-- Exercise prompt --
Copy all of the entries below word for word, and leave the pictures out of your copy.
**** Input material ****
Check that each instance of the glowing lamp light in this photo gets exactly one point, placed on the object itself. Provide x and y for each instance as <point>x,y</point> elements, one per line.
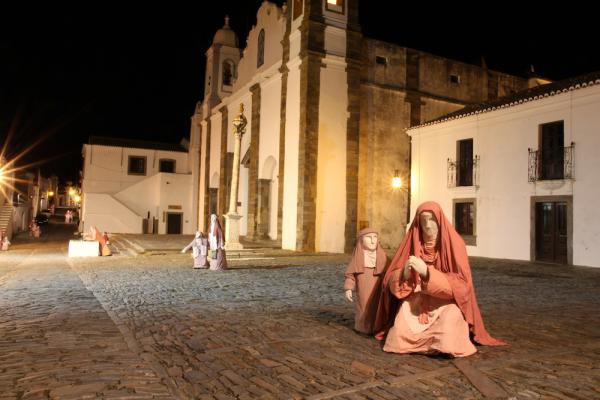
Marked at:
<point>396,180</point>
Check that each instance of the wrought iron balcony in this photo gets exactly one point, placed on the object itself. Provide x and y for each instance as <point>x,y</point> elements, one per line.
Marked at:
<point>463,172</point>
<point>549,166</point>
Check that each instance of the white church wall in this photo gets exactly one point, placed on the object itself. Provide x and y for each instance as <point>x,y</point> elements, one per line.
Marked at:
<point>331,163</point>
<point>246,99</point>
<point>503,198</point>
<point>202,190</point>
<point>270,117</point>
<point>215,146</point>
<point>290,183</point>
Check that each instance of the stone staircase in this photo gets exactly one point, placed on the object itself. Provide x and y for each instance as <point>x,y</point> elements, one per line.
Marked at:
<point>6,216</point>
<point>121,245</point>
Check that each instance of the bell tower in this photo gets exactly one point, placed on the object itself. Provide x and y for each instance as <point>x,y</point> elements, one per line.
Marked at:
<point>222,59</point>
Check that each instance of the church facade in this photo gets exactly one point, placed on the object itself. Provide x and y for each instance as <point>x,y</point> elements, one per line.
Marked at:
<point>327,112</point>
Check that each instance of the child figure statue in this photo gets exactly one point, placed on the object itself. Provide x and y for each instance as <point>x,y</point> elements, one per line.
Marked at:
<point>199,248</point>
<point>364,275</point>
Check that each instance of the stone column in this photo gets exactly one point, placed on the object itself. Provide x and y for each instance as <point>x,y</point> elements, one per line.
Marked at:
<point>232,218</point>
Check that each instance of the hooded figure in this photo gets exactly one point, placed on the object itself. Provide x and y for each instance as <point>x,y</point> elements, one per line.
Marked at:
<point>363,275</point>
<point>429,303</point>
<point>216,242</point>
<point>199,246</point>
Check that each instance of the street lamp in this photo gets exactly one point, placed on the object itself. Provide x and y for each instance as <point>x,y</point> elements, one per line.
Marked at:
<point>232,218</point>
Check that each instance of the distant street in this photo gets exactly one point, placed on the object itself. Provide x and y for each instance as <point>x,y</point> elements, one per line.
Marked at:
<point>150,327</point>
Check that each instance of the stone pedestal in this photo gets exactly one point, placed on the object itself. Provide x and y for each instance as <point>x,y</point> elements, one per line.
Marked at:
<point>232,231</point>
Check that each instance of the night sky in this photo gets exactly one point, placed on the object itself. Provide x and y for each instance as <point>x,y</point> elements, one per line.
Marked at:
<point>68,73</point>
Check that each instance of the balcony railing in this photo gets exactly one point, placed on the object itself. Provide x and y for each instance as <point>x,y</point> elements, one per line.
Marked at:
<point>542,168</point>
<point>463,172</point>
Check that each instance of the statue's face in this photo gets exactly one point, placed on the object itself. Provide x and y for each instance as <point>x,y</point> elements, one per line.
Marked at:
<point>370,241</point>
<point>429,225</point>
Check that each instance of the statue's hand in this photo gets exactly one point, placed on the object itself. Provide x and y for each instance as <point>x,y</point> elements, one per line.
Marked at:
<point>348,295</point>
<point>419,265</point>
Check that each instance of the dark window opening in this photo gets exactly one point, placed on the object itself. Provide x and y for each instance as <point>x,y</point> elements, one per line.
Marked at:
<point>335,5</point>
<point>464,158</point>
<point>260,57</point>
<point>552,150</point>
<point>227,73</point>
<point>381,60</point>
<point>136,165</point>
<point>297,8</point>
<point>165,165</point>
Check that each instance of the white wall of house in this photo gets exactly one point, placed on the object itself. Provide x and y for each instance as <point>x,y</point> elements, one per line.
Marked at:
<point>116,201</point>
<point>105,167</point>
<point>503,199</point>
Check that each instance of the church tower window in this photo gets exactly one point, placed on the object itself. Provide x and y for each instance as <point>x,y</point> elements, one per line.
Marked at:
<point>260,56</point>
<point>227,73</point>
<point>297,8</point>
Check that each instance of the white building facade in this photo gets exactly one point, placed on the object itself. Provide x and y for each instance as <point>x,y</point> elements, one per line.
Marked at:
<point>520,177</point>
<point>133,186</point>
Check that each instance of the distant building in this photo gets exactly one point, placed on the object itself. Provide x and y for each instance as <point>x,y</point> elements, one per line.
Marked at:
****
-- Task solution --
Check that each instance of the glowing lamp light in this photo gets exactly one point, placed on the object itself. Provide x and y for each instance as <point>x,y</point> elements, one per line.
Marked at:
<point>396,180</point>
Check that each instance of the wrought iron balcony in this photo gets exactly one point, placed on the object itself. Provide x and y for each instance as <point>x,y</point> elements, one per line.
Marked at:
<point>463,172</point>
<point>549,166</point>
Check that each instance of the white church wall in this photo gets exactly one point, placed on the object itself. Provide x and y for each instance as <point>x,y</point> elements, one per line.
Marked at:
<point>331,163</point>
<point>246,99</point>
<point>503,198</point>
<point>202,190</point>
<point>270,117</point>
<point>215,146</point>
<point>290,183</point>
Check that each instance of the stone staircase in this photo gets exactly one point, placed on the object itself. Provide x and y for each instance as <point>x,y</point> elements, one per line.
Marked at:
<point>6,216</point>
<point>121,245</point>
Check that each instance of the bell tower in this photo gets exactly one point, placed on the object itself. Provide x and y for each instance as <point>x,y</point> elements, one per line.
Marked at:
<point>222,59</point>
Check that each instance of the church facade in this photo gets exactly one point, placed on the object itself. Provide x and y for each instance as <point>x,y</point> elements, one per line.
Marked at:
<point>327,112</point>
Check that each instance of the child figure statue in this photo gets exactly one point, placed on the object itself. Provide x and y for each instance as <point>x,y</point> elements, one per line.
Marked at:
<point>199,248</point>
<point>364,275</point>
Check that each instance of the stone column in this photo gets exactly one point, placed on the object itself. Provide x and y for each instance as <point>x,y</point> elements, one per line.
Marked at:
<point>232,218</point>
Check that each instance of the hooded figure in this photo gets exactly one point, placed on the object itself. Provide x and y for each instance as <point>x,y</point> elements, one per line.
Marked at:
<point>363,275</point>
<point>429,303</point>
<point>216,242</point>
<point>199,246</point>
Check that each instance of the street lamp in this photo gets exactly one point, placed on the object itself. Provide x and y for each instance as <point>x,y</point> elements, one per line.
Marked at:
<point>232,218</point>
Check that each instance of the distant street in this photo gets exactly one point, placed on the object itself. Provide x and y for each instance as <point>x,y</point> elements, one per line.
Marked at:
<point>150,327</point>
Check that each instance of the stone pedestal in this photo gets exactly one point, placed on the object itself. Provide x and y for each instance as <point>x,y</point> elements, one per line.
Marked at:
<point>232,231</point>
Check that each instance of the night sky in this photo gets exactly one point, placed on the object itself. Provide x and y for each instance as <point>x,y</point> elements, one per line.
Marked at:
<point>68,73</point>
Check that each instance of the balcony railing in this photo gets exactly one point, placed on the object itself. Provide x and y for each instance as <point>x,y</point> elements, one per line.
Marked at:
<point>542,168</point>
<point>463,172</point>
Check that each instance of the statue's face in this photo gets exactly one point, placed on the object itself. Provide x and y for each instance as <point>x,y</point> elements, one per line.
Marked at:
<point>370,241</point>
<point>429,225</point>
Check that each instance of the statue's hand in this photo gets exactly one point, placed on the object itself. Provide x and y for each instance as <point>x,y</point> elements, one per line.
Marked at:
<point>348,295</point>
<point>419,265</point>
Check that each instance of the dark window opening in this photo gets exactly one point, placed on the object itself. Provide x and y for each instance as <point>x,y</point> elements, one per line.
Marked at:
<point>335,5</point>
<point>464,158</point>
<point>260,57</point>
<point>552,150</point>
<point>227,73</point>
<point>381,60</point>
<point>136,165</point>
<point>297,8</point>
<point>165,165</point>
Check that each instance of the white wall of house in this photo gets exactly one point, placed on the object itself. Provide x and y for each instance as <point>x,y</point> elements, one per line.
Marked at:
<point>116,201</point>
<point>105,167</point>
<point>503,199</point>
Check that each instance of the church tower window in this photo gets exactly one point, placed on the object itself. Provide x and y for each instance as <point>x,y</point> elements, one per line.
Marked at:
<point>260,56</point>
<point>227,73</point>
<point>297,8</point>
Check that each instance of the white building facade in this photo gets exactly one point, placed on the object itself. Provide x and y for each instance as <point>x,y</point> elements, one per line.
Marked at:
<point>520,177</point>
<point>133,186</point>
Check that each instance of the distant building in this photo gets exactly one point, placed on the object itself. Provide x and y for each instance as <point>x,y</point> elements, one per line.
Marked at:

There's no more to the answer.